**Task brief**
Print the data from the line with "[segment] carpeted floor" up to and including the line with "151], [212, 142]]", copying each line exactly as it appears.

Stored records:

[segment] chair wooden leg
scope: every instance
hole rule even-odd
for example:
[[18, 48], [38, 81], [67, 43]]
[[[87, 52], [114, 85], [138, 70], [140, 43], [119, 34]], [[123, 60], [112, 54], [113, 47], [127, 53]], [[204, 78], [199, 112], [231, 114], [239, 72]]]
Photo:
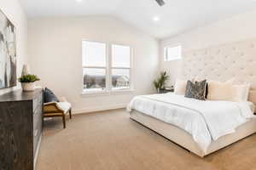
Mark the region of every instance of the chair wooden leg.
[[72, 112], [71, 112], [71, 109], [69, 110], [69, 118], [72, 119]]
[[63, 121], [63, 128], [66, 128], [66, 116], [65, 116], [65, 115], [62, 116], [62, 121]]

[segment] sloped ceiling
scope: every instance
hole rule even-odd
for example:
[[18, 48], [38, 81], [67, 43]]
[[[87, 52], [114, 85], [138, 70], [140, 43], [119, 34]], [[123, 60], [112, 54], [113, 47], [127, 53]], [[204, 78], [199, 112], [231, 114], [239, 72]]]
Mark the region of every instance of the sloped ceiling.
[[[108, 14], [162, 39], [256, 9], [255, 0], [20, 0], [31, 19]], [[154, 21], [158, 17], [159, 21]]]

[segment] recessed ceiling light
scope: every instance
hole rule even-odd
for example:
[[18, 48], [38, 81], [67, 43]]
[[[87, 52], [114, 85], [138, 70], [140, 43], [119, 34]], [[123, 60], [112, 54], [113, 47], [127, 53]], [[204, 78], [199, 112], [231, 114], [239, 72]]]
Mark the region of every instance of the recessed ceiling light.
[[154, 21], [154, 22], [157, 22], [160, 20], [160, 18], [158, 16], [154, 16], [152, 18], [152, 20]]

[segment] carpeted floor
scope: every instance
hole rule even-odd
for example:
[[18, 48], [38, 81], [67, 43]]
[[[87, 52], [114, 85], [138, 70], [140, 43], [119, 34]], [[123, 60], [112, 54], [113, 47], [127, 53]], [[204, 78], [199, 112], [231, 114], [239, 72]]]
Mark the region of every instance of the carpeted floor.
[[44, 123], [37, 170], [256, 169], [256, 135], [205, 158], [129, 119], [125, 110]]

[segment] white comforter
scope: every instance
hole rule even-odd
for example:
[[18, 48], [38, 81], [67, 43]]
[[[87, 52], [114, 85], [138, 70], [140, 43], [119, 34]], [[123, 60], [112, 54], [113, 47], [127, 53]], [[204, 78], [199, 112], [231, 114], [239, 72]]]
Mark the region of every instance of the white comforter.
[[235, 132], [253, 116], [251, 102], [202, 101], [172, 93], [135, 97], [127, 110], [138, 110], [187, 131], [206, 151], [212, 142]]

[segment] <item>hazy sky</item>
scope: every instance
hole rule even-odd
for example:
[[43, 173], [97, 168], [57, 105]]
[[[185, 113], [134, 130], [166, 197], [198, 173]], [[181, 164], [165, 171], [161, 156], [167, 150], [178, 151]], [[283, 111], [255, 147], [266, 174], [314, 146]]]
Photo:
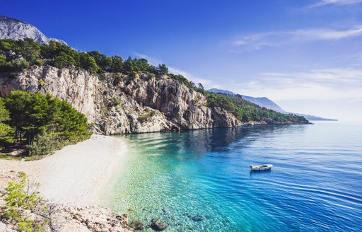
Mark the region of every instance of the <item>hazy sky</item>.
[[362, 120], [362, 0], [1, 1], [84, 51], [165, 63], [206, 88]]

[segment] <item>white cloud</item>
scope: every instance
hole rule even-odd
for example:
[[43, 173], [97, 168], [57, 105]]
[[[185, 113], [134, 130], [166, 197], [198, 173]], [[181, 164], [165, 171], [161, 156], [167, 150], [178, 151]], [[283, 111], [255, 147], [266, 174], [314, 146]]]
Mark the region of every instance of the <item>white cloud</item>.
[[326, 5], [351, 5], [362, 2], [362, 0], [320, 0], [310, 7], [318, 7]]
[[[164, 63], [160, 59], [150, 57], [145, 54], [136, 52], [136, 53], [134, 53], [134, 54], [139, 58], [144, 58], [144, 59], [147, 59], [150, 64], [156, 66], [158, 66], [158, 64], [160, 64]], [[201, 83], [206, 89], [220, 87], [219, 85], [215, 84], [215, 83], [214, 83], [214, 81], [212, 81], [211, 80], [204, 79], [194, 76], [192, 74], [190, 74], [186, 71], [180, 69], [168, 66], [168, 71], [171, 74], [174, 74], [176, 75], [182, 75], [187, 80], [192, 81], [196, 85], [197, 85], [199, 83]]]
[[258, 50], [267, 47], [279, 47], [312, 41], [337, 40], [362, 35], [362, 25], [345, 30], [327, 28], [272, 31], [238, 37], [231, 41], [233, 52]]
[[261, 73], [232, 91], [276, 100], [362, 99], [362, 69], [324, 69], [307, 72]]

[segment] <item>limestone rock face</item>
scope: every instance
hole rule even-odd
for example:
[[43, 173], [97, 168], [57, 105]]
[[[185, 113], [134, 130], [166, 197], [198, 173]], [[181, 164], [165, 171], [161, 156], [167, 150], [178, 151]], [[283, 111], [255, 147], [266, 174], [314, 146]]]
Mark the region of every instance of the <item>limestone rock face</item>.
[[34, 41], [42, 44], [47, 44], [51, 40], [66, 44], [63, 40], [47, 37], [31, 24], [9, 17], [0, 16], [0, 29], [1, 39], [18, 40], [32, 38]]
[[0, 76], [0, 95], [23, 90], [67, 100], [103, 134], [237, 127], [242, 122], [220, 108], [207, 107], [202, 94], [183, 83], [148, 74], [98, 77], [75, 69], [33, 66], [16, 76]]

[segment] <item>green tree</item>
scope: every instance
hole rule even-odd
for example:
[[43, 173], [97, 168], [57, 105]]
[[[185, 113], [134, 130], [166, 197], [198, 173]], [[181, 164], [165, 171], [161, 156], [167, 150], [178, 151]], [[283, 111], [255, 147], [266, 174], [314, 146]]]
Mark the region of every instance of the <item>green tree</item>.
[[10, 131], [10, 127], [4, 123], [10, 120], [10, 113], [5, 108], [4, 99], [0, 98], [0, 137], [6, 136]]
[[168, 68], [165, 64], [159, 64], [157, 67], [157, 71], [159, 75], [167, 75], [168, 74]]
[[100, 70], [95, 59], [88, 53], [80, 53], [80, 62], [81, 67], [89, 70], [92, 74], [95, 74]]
...
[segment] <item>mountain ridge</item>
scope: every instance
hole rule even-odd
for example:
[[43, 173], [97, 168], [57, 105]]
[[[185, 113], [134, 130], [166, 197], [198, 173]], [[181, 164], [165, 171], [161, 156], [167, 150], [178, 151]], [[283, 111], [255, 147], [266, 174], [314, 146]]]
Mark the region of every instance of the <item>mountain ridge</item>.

**Expected output**
[segment] carpeted floor
scope: every instance
hole rule even-odd
for example:
[[18, 48], [38, 81], [67, 43]]
[[[87, 52], [114, 85], [138, 70], [140, 43], [119, 34]], [[123, 60], [112, 54], [113, 47], [127, 53]], [[204, 78], [199, 112], [231, 114], [239, 72]]]
Mark the region of every instance of the carpeted floor.
[[44, 123], [37, 170], [256, 169], [256, 135], [205, 158], [129, 119], [125, 110]]

[segment] white comforter
scope: every instance
hole rule even-odd
for example:
[[18, 48], [38, 81], [67, 43]]
[[[87, 52], [114, 85], [138, 70], [140, 43], [119, 34]], [[123, 60], [112, 54], [113, 47], [127, 53]], [[204, 78], [199, 112], [231, 114], [239, 72]]]
Mark the region of every instance of the white comforter.
[[235, 132], [253, 116], [251, 102], [202, 101], [172, 93], [135, 97], [127, 110], [138, 110], [187, 131], [206, 151], [212, 142]]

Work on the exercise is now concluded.